■ Dataset records ■
^^^^^^^^
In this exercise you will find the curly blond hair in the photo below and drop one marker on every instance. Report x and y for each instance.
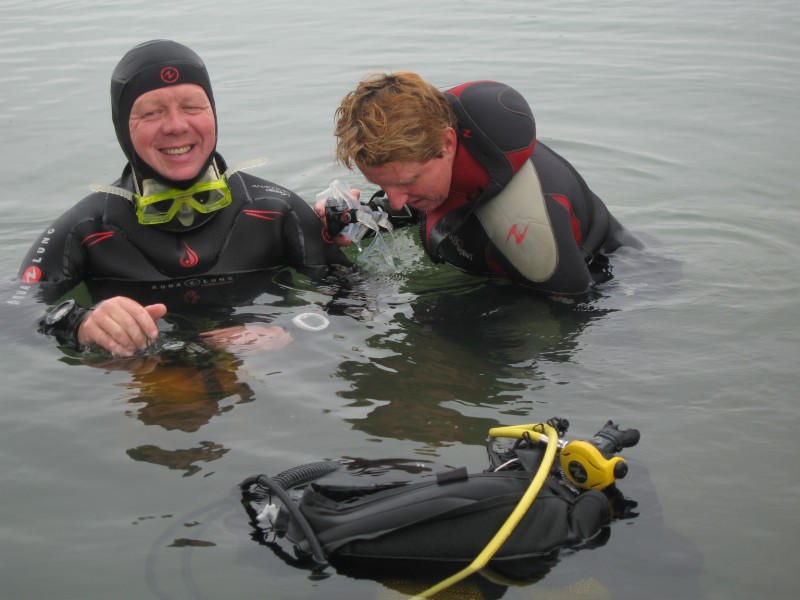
(387, 118)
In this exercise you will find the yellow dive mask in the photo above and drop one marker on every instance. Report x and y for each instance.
(204, 197)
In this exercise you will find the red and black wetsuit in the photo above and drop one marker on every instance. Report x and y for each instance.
(496, 134)
(99, 242)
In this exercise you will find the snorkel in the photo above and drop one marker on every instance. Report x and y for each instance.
(149, 66)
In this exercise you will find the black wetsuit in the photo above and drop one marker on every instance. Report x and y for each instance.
(100, 243)
(496, 136)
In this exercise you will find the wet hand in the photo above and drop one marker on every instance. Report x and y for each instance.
(319, 208)
(247, 338)
(121, 326)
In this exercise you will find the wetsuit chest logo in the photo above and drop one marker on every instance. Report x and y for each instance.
(189, 257)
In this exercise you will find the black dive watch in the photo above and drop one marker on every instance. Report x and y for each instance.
(63, 322)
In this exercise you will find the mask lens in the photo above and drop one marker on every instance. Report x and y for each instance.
(205, 197)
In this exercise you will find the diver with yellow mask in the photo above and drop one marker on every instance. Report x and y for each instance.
(178, 228)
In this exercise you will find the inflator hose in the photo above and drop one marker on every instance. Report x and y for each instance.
(316, 549)
(513, 519)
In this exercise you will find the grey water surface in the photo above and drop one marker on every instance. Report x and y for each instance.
(681, 115)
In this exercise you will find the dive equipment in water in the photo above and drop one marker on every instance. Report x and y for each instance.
(346, 216)
(587, 464)
(591, 464)
(520, 509)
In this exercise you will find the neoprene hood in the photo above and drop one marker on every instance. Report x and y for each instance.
(149, 66)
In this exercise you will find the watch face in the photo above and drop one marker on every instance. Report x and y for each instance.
(59, 312)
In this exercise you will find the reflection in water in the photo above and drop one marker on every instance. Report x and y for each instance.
(186, 397)
(182, 460)
(182, 390)
(475, 347)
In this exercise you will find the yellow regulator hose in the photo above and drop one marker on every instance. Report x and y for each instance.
(514, 518)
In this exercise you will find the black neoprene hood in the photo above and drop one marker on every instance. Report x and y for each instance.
(150, 66)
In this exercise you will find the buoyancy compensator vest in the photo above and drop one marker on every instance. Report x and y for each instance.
(415, 510)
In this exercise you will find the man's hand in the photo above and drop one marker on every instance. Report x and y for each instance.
(319, 208)
(121, 326)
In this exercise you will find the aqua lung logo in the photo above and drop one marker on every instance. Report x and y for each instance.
(170, 75)
(194, 282)
(189, 257)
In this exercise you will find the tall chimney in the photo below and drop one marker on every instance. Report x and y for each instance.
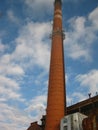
(56, 103)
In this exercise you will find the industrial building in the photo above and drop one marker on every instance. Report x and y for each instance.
(80, 116)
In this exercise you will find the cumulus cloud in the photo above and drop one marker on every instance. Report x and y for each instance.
(42, 6)
(12, 17)
(93, 17)
(81, 36)
(89, 80)
(32, 47)
(13, 118)
(36, 107)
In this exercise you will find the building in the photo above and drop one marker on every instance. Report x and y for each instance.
(56, 103)
(89, 107)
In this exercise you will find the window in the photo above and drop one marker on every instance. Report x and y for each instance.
(65, 128)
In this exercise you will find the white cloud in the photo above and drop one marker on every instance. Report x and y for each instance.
(12, 17)
(89, 80)
(81, 36)
(93, 17)
(40, 7)
(32, 48)
(9, 89)
(13, 118)
(36, 107)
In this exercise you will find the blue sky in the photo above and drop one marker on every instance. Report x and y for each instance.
(25, 26)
^^^^^^^^
■ Written problem ■
Recast the lines from the one containing "In this exercise you will find the blue" through the last line of the items, inclusive, as a Markdown table with the columns Row and Line. Number each line in Row, and leave out any blank lines.

■ Response for this exercise ■
| Row | Line |
|---|---|
| 1 | In this exercise you will find the blue sky in the photo above and drop one marker on every instance. Report x and y for each instance. |
| 2 | (25, 26) |